■ Supplied material:
>>

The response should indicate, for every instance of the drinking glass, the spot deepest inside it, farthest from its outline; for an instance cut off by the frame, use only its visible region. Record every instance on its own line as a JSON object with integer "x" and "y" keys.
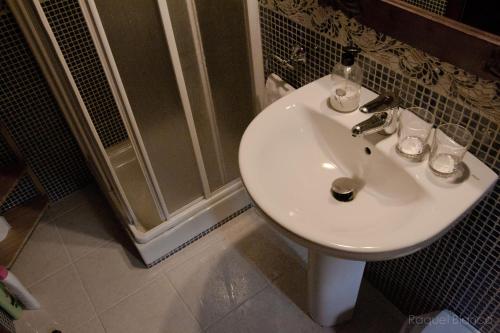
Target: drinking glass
{"x": 414, "y": 128}
{"x": 451, "y": 141}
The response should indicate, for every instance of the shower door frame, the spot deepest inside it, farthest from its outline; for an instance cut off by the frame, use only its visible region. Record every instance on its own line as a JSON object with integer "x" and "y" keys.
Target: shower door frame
{"x": 210, "y": 198}
{"x": 124, "y": 207}
{"x": 232, "y": 192}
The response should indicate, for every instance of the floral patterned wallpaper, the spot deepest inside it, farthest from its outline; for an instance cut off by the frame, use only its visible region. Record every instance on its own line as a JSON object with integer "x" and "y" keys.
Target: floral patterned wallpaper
{"x": 444, "y": 78}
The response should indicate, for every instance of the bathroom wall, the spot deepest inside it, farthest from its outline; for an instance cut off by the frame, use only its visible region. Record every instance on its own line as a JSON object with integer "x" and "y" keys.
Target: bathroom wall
{"x": 34, "y": 119}
{"x": 460, "y": 271}
{"x": 68, "y": 24}
{"x": 435, "y": 6}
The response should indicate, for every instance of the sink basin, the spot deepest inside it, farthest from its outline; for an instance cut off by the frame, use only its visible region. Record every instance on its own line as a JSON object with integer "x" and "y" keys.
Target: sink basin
{"x": 294, "y": 149}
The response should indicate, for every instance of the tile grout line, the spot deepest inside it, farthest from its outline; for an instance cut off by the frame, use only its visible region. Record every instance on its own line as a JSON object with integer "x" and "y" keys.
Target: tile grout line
{"x": 237, "y": 307}
{"x": 182, "y": 300}
{"x": 72, "y": 263}
{"x": 121, "y": 299}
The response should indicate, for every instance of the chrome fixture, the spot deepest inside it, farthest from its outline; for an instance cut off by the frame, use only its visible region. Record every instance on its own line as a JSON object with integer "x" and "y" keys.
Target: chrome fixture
{"x": 384, "y": 110}
{"x": 297, "y": 56}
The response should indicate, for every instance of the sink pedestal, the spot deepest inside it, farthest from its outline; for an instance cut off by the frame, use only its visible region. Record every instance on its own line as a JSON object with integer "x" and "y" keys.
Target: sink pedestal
{"x": 333, "y": 286}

<<

■ Work instructions: Wherever an image appears in the data, omit it and repeat everything else exactly.

■ Completed exercise:
The response should indicate, for every instance of the drinking glass, the spot deepest inside it, farthest from its outline; for an instance cut off by the frame, use only its visible region. Record every instance on its own line as a JSON object with integer "x" and "y" keys.
Target: drinking glass
{"x": 414, "y": 128}
{"x": 451, "y": 141}
The response should indicate, for every instance of the shower door frame, the spot deepest inside it, farthest from its outline; for an instance cut off by the frame, use only its visible region. Record every instance on its own line as a JSON object with integer "x" and "y" keys.
Target: shower door frame
{"x": 210, "y": 198}
{"x": 124, "y": 207}
{"x": 232, "y": 192}
The response should indicate, for every instance of the floral patterned wallpaper, the spot deepest inside it, farthest from its outline; for an instance cut off by the frame, use only its visible region. Record every instance on its own line as a JSON object with integer "x" and "y" keys.
Target: floral patterned wallpaper
{"x": 444, "y": 78}
The response should indicate, for every instance of the bathroom wall, the spot deepest inside it, farthest from its outline; for an instance cut off by the frame, use only its visible region. Record every instance on its own line as a JSON object with integer "x" and "y" keys.
Target: bathroom wall
{"x": 34, "y": 119}
{"x": 460, "y": 271}
{"x": 68, "y": 24}
{"x": 435, "y": 6}
The response should indicate, for every instance of the sink basin, the spot deepest inside it, farthest from its outline; for an instance cut off by the frame, use only its visible region. Record every instance on its own line as a JSON object with integer "x" and "y" keys.
Target: sink basin
{"x": 294, "y": 149}
The response should indicate, for every instance of the tile grout line, the spot deepest inside it, farthest from its outline; for an instance cut off by the frame, use only its visible region. Record every instance on its own line as a JSON object with integer "x" and "y" keys.
Target: tile grout line
{"x": 237, "y": 307}
{"x": 182, "y": 300}
{"x": 72, "y": 263}
{"x": 121, "y": 299}
The response should indicate, for every instance of the chrome fixture, the spot deepest inside it, farthest from its outline; for an instance cut off by the frame, use only its visible region. Record every instance on its own line as a JSON object with integer "x" and "y" keys.
Target: chrome fixture
{"x": 384, "y": 110}
{"x": 297, "y": 56}
The response should indicate, for every instance of the sink pedestal, the spot deepest inside it, farthest from its outline; for an instance cut off by the frame, use only its visible region. Record every instance on its own line as a JSON object with integer "x" and "y" keys.
Target: sink pedestal
{"x": 333, "y": 286}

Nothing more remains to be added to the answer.